* _Text under study_:
CodeSemBench is a proposal for a collaborative benchmark designed to test how well current code language models can perform in reasoning about programs.
The CodeSemBench benchmark consists of a set of tasks, where each task is designed to test a specific kind of semantic reasoning, e.g., one task might test alias analysis in C. Each task contain a set of programs that we want the models to analyze, as well as the correct results of the analyzer.
The overall structure of this repository is inspired by the BIG-bench repository. Each task is represented as a subdirectory in this repository, so the set of programs in the benchmark are be version controlled.
To run the benchmark tasks, use this command line:
python api/evaluation_suite.py \
--task_directory=tasks/ \
--output_directory=$HOME/codesembench_output/
This will output the evaluation metrics for each task into the output directory in JSON and Markdown format.
To add a new task, create a directory in the tasks/
directory with the name of
the task. Add a meta-data file, as described in the task metadata section,
below.
For a per file task, each data point in a benchmark is a program where that we want to run an analysis one, and where we know the correct answer. Create one file for each program that you want to include in the task, and then a different file for the correct answer. Right now, the evaluation running is set up for zero-shot prompts, i.e., each program contains a comment at the top indicating what program analysis the LLM would do. It shouldn't be too hard to extend the framework to support LLMs that prefer few shot prompts.
The test runner code will look for all subdirectories in the tasks
directory
that contain a metadata file, and create one evaluation task for each metadata
file that it finds.
TODO: The loading framework can be extended pretty easily to handle tasks where
each program takes up multiple files. This would require creating a new subclass
of Program
and of Task
in api.task_lib
, as well as creating functions in
task_loader
to be able to load such programs.
As far as possible, it is a good to make sure tasks rely on a small set of
evaluation metrics, like precision and recall. This way it is easier to average
together scores on the benchmark tasks into a single macro-score. Currently
supported metrics are listed in metrics.py
.

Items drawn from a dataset
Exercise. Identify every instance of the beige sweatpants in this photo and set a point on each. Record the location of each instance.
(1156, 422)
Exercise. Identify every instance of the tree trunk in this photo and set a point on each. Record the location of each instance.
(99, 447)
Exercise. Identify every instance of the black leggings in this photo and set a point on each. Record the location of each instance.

* _Tasks to complete_:
[a] Write out the passage of the CodeSemBench description that opens with the words containing "CodeSemBench is a" and closes with "of the analyzer.".
[b] Supply the next part of the CodeSemBench description, starting right after its final sentence.

* _Results for each task_:
[a]
CodeSemBench is a proposal for a collaborative benchmark designed to test how well current code language models can perform in reasoning about programs.
The CodeSemBench benchmark consists of a set of tasks, where each task is designed to test a specific kind of semantic reasoning, e.g., one task might test alias analysis in C. Each task contain a set of programs that we want the models to analyze, as well as the correct results of the analyzer.

[b]
Each task should contain a file called metadata.json
, which provides the
information that the evaluation runner needs to load and evaluate the models on
the task. This file should contain a single dictionary with the following keys
(keys are all strings):
- "name": A string name for the task.
- "description": A short string describing what the task measures and why it is important, e.g., "Simple programs to list the aliases of a variable in C.",
- "language": What programming language is primarily tested. This must be one
of the keys of the
task_lib.Language
enum. - "authors": String describing author names and POC for questions.
- "output_type": The Python type of the correct answer. e.g., if the outputs
are a list of variable names that escape a function, then this would be
List[str]
. - "metric": What evaluation metric should be called on the results. This must
be one of the members of the
metrics.EvaluationMetrics
enum. - "tags": (list of strings) A list of freeform tags. It is intended that these tags could be used for organizing an automatically-generated report.
- "benchmark_type": A string describing the "type" of benchmark, which
determines how programs are read from disk. This should be one of the
entries of the
task_lib.TaskType
enum.
Per file benchmarks are those where every program in the task is contained in a single file, and the answer is also read from a single file. These benchmarks use the following additional metadata fields:
- "file_glob": All files that match this glob will be treated as files in the task.
- "gold_answer_pattern": Python f-string. For each program in the task, the file name will be fed to this f-string to come up with the file name for the correct solution to that task.